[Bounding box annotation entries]
---------------

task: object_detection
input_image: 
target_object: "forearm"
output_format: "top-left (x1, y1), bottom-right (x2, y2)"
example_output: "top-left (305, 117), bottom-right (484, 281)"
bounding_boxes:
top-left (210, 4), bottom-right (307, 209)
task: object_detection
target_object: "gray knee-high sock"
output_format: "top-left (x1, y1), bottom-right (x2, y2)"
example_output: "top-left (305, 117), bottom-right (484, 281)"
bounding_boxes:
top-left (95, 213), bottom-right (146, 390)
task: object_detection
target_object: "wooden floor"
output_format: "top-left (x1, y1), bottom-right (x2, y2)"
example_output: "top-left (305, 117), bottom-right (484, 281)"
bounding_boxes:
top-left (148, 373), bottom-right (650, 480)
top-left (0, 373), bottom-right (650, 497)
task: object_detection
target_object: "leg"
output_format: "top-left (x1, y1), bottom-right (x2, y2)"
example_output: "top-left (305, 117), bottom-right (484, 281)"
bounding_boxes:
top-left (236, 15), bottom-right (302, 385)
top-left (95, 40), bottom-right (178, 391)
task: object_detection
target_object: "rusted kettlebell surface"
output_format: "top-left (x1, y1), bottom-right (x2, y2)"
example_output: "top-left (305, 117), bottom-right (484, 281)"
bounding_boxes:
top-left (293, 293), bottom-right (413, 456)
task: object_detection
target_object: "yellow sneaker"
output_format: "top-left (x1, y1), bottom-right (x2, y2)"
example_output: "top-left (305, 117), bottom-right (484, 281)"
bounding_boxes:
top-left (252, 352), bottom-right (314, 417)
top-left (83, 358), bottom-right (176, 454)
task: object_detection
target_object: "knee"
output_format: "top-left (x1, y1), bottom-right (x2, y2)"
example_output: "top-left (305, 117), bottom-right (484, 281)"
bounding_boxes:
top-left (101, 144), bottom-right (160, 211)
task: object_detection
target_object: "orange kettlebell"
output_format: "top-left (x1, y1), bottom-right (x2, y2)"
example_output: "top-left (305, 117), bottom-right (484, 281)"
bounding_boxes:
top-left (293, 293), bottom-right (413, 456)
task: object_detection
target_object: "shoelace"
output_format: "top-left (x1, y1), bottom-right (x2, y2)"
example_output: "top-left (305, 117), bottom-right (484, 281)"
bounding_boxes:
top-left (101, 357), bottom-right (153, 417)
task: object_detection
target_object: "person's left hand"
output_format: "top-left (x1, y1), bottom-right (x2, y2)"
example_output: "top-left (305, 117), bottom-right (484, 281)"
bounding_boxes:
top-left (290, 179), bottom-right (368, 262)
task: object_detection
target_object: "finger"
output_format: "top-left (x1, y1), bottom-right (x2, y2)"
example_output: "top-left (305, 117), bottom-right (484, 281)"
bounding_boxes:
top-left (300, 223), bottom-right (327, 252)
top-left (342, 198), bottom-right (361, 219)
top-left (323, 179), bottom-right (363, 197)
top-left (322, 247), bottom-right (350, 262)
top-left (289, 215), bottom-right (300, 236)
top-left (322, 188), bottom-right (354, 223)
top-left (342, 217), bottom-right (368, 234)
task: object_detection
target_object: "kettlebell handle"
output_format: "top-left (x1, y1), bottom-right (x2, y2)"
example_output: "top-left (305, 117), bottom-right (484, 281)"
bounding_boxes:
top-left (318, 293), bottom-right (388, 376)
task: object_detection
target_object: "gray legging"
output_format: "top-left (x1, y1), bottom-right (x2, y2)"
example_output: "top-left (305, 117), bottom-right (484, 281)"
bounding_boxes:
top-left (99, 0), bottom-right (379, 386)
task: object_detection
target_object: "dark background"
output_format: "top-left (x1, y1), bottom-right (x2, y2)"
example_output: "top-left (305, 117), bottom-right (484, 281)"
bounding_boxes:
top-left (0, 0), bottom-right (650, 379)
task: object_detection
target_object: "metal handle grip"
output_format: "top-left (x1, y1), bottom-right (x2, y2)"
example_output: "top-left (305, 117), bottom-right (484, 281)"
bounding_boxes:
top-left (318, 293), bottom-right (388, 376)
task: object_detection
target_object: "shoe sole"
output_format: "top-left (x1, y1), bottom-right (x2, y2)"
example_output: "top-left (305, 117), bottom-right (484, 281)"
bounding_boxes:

---------------

# What is required:
Rewrite every line of all the records above as a numbered list, leaving out any blank lines.

# Expected answer:
1. task: object_detection
2. input_image: 
3. target_object: "forearm"
4. output_format: "top-left (x1, y1), bottom-right (x2, y2)"
5. example_output: "top-left (305, 117), bottom-right (484, 281)"
6. bounding_boxes:
7. top-left (210, 4), bottom-right (307, 209)
8. task: object_detection
9. target_object: "gray knee-high sock"
10. output_format: "top-left (x1, y1), bottom-right (x2, y2)"
11. example_output: "top-left (305, 117), bottom-right (484, 281)"
12. bounding_boxes:
13. top-left (95, 213), bottom-right (146, 390)
14. task: object_detection
15. target_object: "wooden floor"
16. output_format: "top-left (x1, y1), bottom-right (x2, y2)"
17. example_output: "top-left (305, 117), bottom-right (484, 281)"
18. bounding_boxes:
19. top-left (148, 373), bottom-right (650, 480)
20. top-left (0, 373), bottom-right (650, 497)
21. task: object_detection
22. target_object: "leg"
23. output_format: "top-left (x1, y1), bottom-right (x2, y2)"
24. example_output: "top-left (305, 117), bottom-right (484, 281)"
25. bounding_boxes:
26. top-left (236, 15), bottom-right (302, 385)
27. top-left (95, 40), bottom-right (178, 391)
28. task: object_detection
29. target_object: "rusted kettlebell surface"
30. output_format: "top-left (x1, y1), bottom-right (x2, y2)"
31. example_output: "top-left (305, 117), bottom-right (484, 281)"
32. bounding_boxes:
33. top-left (293, 293), bottom-right (413, 456)
34. task: object_detection
35. target_object: "yellow sneaker"
36. output_format: "top-left (x1, y1), bottom-right (x2, y2)"
37. example_output: "top-left (305, 117), bottom-right (484, 281)"
38. bounding_boxes:
39. top-left (252, 352), bottom-right (314, 417)
40. top-left (83, 358), bottom-right (176, 454)
41. task: object_detection
42. target_object: "knee"
43. output_format: "top-left (x1, y1), bottom-right (x2, y2)"
44. example_output: "top-left (305, 117), bottom-right (484, 281)"
45. bounding_boxes:
46. top-left (101, 144), bottom-right (160, 211)
47. task: object_detection
48. target_object: "orange kettlebell"
49. output_format: "top-left (x1, y1), bottom-right (x2, y2)"
50. example_output: "top-left (305, 117), bottom-right (484, 281)"
51. bounding_boxes:
52. top-left (293, 293), bottom-right (413, 456)
53. task: object_detection
54. target_object: "shoelace"
55. output_format: "top-left (x1, y1), bottom-right (x2, y2)"
56. example_output: "top-left (305, 117), bottom-right (484, 281)"
57. bounding_boxes:
58. top-left (101, 357), bottom-right (153, 417)
59. task: object_detection
60. target_object: "person's left hand"
61. output_format: "top-left (x1, y1), bottom-right (x2, y2)"
62. example_output: "top-left (305, 117), bottom-right (484, 281)"
63. bounding_boxes:
64. top-left (290, 179), bottom-right (368, 262)
65. task: object_detection
66. target_object: "finger"
67. output_format: "top-left (x1, y1), bottom-right (x2, y2)"
68. example_output: "top-left (305, 117), bottom-right (484, 281)"
69. bounding_boxes:
70. top-left (300, 223), bottom-right (327, 252)
71. top-left (342, 198), bottom-right (361, 219)
72. top-left (323, 179), bottom-right (363, 197)
73. top-left (322, 247), bottom-right (350, 262)
74. top-left (289, 215), bottom-right (300, 236)
75. top-left (322, 188), bottom-right (354, 223)
76. top-left (342, 217), bottom-right (368, 234)
77. task: object_detection
78. target_object: "kettlebell handle"
79. output_format: "top-left (x1, y1), bottom-right (x2, y2)"
80. example_output: "top-left (305, 117), bottom-right (484, 281)"
81. bounding_boxes:
82. top-left (318, 293), bottom-right (388, 376)
83. task: object_detection
84. target_object: "gray legging"
85. output_format: "top-left (x1, y1), bottom-right (x2, y2)"
86. example_output: "top-left (305, 117), bottom-right (484, 281)"
87. bounding_boxes:
88. top-left (99, 0), bottom-right (379, 386)
89. task: object_detection
90. target_object: "dark background"
91. output_format: "top-left (x1, y1), bottom-right (x2, y2)"
92. example_output: "top-left (305, 117), bottom-right (484, 281)"
93. bounding_boxes:
94. top-left (0, 0), bottom-right (650, 379)
95. task: object_detection
96. target_object: "metal handle grip"
97. output_format: "top-left (x1, y1), bottom-right (x2, y2)"
98. example_output: "top-left (305, 117), bottom-right (484, 281)"
99. bounding_boxes:
100. top-left (318, 293), bottom-right (388, 376)
101. task: object_detection
102. target_object: "shoe sole"
103. output_format: "top-left (x1, y1), bottom-right (x2, y2)"
104. example_output: "top-left (305, 117), bottom-right (484, 281)"
105. bounding_boxes:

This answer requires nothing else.